■ **TASK STATEMENT**: Reproduce verbatim the stretch of the listing below from the line containing "Practice. Find the blue advertising" through the end of the listing.

Photo-based point labeling data
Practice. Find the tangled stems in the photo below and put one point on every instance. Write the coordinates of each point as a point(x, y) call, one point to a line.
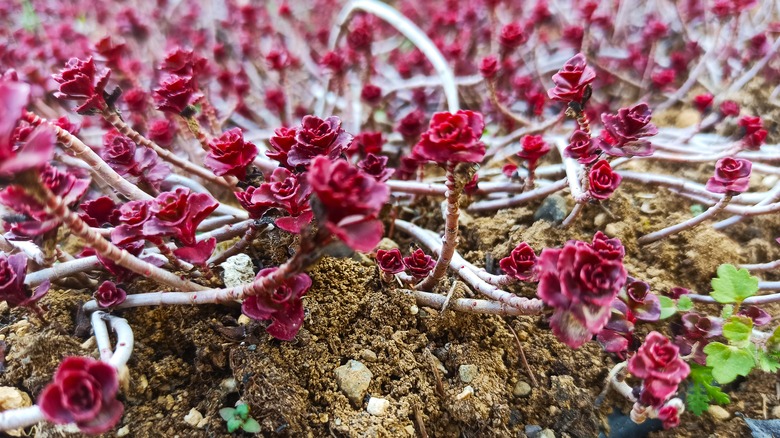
point(56, 207)
point(113, 118)
point(455, 182)
point(690, 223)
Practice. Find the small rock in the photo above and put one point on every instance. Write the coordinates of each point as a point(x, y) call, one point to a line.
point(193, 418)
point(368, 356)
point(522, 389)
point(353, 379)
point(466, 393)
point(718, 413)
point(467, 373)
point(12, 398)
point(532, 430)
point(553, 209)
point(237, 270)
point(377, 406)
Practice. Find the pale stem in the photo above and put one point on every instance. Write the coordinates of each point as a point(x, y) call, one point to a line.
point(97, 166)
point(432, 242)
point(55, 206)
point(189, 167)
point(19, 418)
point(690, 223)
point(410, 31)
point(450, 240)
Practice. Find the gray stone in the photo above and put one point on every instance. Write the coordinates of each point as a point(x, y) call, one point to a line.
point(467, 373)
point(553, 209)
point(353, 379)
point(522, 389)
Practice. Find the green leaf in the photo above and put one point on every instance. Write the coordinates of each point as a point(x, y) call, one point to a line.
point(684, 303)
point(234, 423)
point(728, 362)
point(732, 285)
point(769, 362)
point(227, 413)
point(697, 399)
point(737, 330)
point(251, 426)
point(242, 411)
point(668, 307)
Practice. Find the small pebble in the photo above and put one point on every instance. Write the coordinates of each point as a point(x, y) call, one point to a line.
point(466, 393)
point(467, 373)
point(368, 355)
point(522, 389)
point(377, 406)
point(193, 418)
point(353, 379)
point(718, 413)
point(553, 209)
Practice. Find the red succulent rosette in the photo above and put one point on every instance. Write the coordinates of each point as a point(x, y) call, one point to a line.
point(108, 295)
point(453, 138)
point(731, 175)
point(571, 80)
point(80, 80)
point(580, 284)
point(658, 364)
point(230, 154)
point(520, 263)
point(283, 306)
point(83, 392)
point(318, 137)
point(602, 180)
point(390, 261)
point(351, 200)
point(419, 264)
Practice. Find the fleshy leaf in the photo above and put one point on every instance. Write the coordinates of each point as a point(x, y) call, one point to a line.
point(732, 285)
point(251, 426)
point(728, 362)
point(737, 330)
point(668, 307)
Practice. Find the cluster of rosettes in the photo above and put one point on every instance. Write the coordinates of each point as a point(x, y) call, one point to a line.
point(452, 138)
point(175, 214)
point(283, 306)
point(140, 166)
point(580, 281)
point(13, 270)
point(417, 264)
point(659, 365)
point(83, 392)
point(33, 221)
point(732, 175)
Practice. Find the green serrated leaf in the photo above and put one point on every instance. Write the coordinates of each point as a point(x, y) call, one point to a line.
point(251, 426)
point(242, 411)
point(684, 303)
point(737, 330)
point(227, 413)
point(728, 362)
point(769, 362)
point(668, 307)
point(234, 423)
point(703, 376)
point(697, 399)
point(732, 285)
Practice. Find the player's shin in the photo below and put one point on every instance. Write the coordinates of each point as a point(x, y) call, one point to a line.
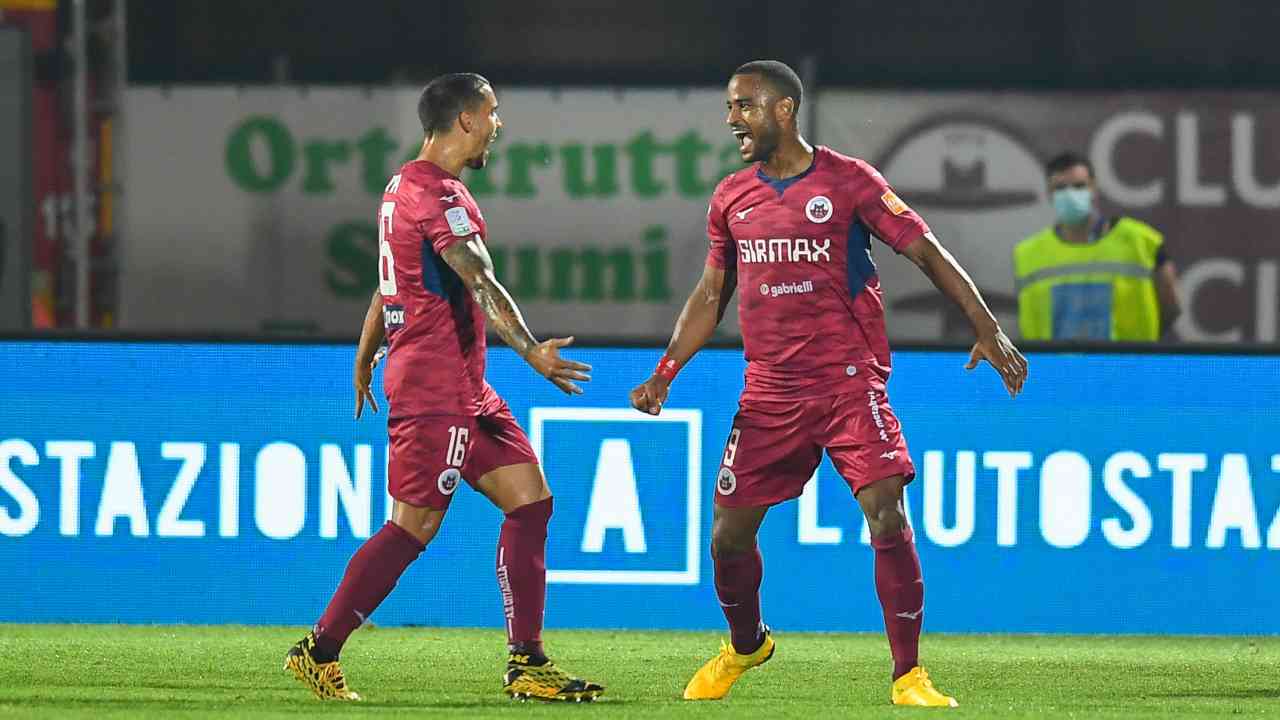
point(737, 584)
point(522, 574)
point(900, 587)
point(370, 577)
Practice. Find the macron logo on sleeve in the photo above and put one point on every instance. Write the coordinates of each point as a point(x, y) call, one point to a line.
point(458, 222)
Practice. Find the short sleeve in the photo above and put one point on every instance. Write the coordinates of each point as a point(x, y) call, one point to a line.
point(885, 213)
point(721, 251)
point(452, 222)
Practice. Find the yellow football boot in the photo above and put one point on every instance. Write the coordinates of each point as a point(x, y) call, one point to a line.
point(915, 688)
point(713, 679)
point(324, 679)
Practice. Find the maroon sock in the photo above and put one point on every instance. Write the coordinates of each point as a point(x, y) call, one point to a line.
point(522, 574)
point(370, 577)
point(737, 584)
point(901, 591)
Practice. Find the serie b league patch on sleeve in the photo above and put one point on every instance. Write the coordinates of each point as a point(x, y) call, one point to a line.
point(894, 203)
point(458, 222)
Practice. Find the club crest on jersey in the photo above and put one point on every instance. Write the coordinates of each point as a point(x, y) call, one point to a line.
point(448, 481)
point(726, 482)
point(818, 209)
point(458, 222)
point(393, 315)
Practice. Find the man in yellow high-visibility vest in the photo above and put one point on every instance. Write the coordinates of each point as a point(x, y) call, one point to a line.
point(1089, 277)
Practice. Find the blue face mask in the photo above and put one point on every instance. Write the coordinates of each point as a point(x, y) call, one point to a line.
point(1073, 204)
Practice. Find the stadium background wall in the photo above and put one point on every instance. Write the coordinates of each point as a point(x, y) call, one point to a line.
point(172, 482)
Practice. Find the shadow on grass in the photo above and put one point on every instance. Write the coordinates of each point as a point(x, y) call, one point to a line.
point(1243, 693)
point(224, 705)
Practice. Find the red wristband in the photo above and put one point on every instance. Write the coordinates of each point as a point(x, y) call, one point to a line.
point(667, 368)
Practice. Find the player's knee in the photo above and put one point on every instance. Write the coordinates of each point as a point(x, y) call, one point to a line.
point(423, 523)
point(886, 520)
point(730, 541)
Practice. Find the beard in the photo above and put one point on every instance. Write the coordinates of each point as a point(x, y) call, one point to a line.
point(763, 144)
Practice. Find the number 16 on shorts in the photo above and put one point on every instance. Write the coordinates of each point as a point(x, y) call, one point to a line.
point(456, 454)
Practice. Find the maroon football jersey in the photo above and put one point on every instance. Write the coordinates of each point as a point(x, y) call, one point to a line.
point(434, 329)
point(809, 300)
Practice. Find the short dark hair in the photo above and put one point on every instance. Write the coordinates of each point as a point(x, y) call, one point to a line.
point(446, 96)
point(776, 73)
point(1065, 162)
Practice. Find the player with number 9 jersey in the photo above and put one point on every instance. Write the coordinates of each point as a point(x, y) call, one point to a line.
point(795, 232)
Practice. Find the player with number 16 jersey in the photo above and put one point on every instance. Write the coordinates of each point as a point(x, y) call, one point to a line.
point(435, 294)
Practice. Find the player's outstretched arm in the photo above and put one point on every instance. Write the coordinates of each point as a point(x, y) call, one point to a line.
point(370, 337)
point(470, 260)
point(993, 345)
point(695, 326)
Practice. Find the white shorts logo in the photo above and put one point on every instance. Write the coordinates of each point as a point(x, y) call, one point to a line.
point(818, 209)
point(458, 222)
point(448, 481)
point(726, 482)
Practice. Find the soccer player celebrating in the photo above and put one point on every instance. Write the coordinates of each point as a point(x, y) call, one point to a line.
point(446, 423)
point(795, 231)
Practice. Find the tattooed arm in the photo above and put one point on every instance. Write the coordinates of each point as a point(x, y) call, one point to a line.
point(470, 260)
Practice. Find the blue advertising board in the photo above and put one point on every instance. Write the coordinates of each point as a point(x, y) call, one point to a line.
point(228, 483)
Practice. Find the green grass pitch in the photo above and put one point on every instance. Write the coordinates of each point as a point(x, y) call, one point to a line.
point(200, 671)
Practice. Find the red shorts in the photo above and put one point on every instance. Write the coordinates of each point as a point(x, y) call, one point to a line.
point(432, 454)
point(776, 446)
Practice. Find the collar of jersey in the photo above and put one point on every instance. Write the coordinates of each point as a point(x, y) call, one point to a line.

■ **CORRECT RESULT**:
Practice. Find the blue advertising board in the photo above and put one point on every instance. Write the coordinates of each point as a point(x, y) call, one point to a line.
point(228, 483)
Practice. Find the green grass pitch in the photo above and put one point on every instance. Write the coordinates of each point as a point(x, y) call, one point to a line.
point(200, 671)
Practice. Find the red shorts in the photo above and put one point on every instance. Write the coordinates of each point as a point(x, y) call, one point to a line.
point(432, 454)
point(776, 446)
Practice. Find the collar of jersey in the photo above and put one point on every instance. Write the coordinates of each point as a point(x, y) call, one point to a line.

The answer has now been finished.